**Supplied entries:**
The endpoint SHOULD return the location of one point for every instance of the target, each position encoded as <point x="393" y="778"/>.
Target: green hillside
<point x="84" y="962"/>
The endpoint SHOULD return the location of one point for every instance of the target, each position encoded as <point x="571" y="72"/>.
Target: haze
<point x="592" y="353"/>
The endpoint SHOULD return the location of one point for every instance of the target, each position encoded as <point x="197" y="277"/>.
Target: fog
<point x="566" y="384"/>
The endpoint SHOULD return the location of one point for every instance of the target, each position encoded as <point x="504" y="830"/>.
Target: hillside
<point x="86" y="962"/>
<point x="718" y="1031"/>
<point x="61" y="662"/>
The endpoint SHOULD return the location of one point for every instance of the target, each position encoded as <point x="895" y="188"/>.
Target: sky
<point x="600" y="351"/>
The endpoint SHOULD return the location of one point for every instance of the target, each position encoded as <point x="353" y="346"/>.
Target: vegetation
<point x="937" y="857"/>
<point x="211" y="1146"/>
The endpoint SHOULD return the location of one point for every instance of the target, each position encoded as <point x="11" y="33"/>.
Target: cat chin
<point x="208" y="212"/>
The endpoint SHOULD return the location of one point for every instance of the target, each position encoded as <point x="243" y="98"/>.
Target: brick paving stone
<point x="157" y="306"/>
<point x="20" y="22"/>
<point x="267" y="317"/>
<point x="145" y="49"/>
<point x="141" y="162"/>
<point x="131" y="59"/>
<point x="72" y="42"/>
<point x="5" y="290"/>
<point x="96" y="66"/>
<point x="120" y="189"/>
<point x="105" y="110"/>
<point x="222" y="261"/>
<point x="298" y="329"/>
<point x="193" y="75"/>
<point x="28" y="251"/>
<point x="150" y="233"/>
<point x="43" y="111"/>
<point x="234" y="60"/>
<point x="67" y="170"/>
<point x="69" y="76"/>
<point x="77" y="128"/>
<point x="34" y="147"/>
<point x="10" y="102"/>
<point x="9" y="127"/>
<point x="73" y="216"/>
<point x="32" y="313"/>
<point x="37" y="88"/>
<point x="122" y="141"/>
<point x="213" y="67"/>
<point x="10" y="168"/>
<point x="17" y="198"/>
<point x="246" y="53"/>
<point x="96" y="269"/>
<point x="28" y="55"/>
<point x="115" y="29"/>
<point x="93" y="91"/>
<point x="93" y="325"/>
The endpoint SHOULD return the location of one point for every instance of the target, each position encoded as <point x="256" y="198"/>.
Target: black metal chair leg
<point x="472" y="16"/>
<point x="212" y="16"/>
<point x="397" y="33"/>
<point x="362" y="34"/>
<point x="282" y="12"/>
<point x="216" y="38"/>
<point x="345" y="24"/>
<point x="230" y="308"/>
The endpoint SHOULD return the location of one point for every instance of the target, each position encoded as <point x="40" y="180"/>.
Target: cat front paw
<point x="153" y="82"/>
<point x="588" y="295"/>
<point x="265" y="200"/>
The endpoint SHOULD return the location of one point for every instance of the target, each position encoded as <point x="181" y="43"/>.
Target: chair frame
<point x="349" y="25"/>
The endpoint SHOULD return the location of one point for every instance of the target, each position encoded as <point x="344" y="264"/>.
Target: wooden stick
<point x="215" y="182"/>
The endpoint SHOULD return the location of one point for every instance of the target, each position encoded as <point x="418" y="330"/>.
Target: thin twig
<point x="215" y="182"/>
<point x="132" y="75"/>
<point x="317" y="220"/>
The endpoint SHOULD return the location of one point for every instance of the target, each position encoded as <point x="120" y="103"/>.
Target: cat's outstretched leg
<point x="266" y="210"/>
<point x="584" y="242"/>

**About this task:**
Restate the records word for word, keeping every line.

**Written solution:**
The endpoint SHOULD return the location of one point for every instance of the target, each position encoded as <point x="393" y="778"/>.
Target: green hillside
<point x="84" y="962"/>
The endpoint SHOULD return the location of one point for every instance of the target, each position encoded as <point x="571" y="72"/>.
Target: haze
<point x="592" y="353"/>
The endpoint SHOULD return the location of one point for every instance of the target, each position encoded as <point x="197" y="277"/>.
Target: fog
<point x="566" y="384"/>
The endpoint SHOULD return the location of one point for every instance of the target, each position encoded as <point x="504" y="830"/>.
Target: hillside
<point x="86" y="962"/>
<point x="718" y="1031"/>
<point x="61" y="662"/>
The endpoint SHOULD return the location of one point for every instance of the target, each position encoded as <point x="895" y="188"/>.
Target: sky
<point x="600" y="351"/>
The endpoint SHOULD return the location of one point for every instance of the target, each position encoded as <point x="353" y="346"/>.
Target: vegetation
<point x="937" y="857"/>
<point x="211" y="1146"/>
The endpoint SHOULD return the location of one point for every instance of the target, each position encoded as <point x="11" y="33"/>.
Target: cat chin
<point x="208" y="212"/>
The endpoint SHOULD return the location of one point for every instance of the target, each position encoded as <point x="243" y="98"/>.
Target: brick paving stone
<point x="157" y="306"/>
<point x="20" y="22"/>
<point x="267" y="317"/>
<point x="145" y="49"/>
<point x="141" y="162"/>
<point x="131" y="59"/>
<point x="72" y="42"/>
<point x="5" y="290"/>
<point x="96" y="66"/>
<point x="120" y="189"/>
<point x="105" y="110"/>
<point x="222" y="261"/>
<point x="298" y="329"/>
<point x="193" y="75"/>
<point x="28" y="251"/>
<point x="150" y="233"/>
<point x="43" y="111"/>
<point x="234" y="60"/>
<point x="67" y="170"/>
<point x="69" y="76"/>
<point x="77" y="128"/>
<point x="34" y="147"/>
<point x="10" y="102"/>
<point x="9" y="127"/>
<point x="73" y="216"/>
<point x="32" y="313"/>
<point x="37" y="88"/>
<point x="122" y="141"/>
<point x="213" y="67"/>
<point x="10" y="168"/>
<point x="17" y="198"/>
<point x="246" y="53"/>
<point x="96" y="269"/>
<point x="28" y="55"/>
<point x="115" y="29"/>
<point x="93" y="91"/>
<point x="93" y="325"/>
The endpoint SHOULD return the location of one point for every instance of the target, each position encoded as <point x="256" y="198"/>.
Target: black metal chair leg
<point x="472" y="16"/>
<point x="212" y="16"/>
<point x="397" y="33"/>
<point x="362" y="34"/>
<point x="282" y="12"/>
<point x="216" y="38"/>
<point x="345" y="24"/>
<point x="230" y="308"/>
The endpoint SHOULD return the location of one point for every instance of the target, each position encoded as <point x="40" y="180"/>.
Target: cat front paw
<point x="153" y="82"/>
<point x="588" y="295"/>
<point x="265" y="200"/>
The endpoint SHOULD return the location of one point for every instance of the target, each position encoded as <point x="181" y="43"/>.
Target: chair frame
<point x="349" y="25"/>
The endpoint SHOULD return the location of one point for every instance of the target, each position encoded as <point x="344" y="264"/>.
Target: wooden stick
<point x="215" y="182"/>
The endpoint SHOULD return the location of one point for every instance of the target, each position encoded as <point x="418" y="330"/>.
Target: thin twig
<point x="215" y="182"/>
<point x="132" y="75"/>
<point x="317" y="220"/>
The endpoint SHOULD return the location of one point for every instance of the target, each position encoded as <point x="120" y="103"/>.
Target: cat's outstretched leg
<point x="266" y="210"/>
<point x="584" y="242"/>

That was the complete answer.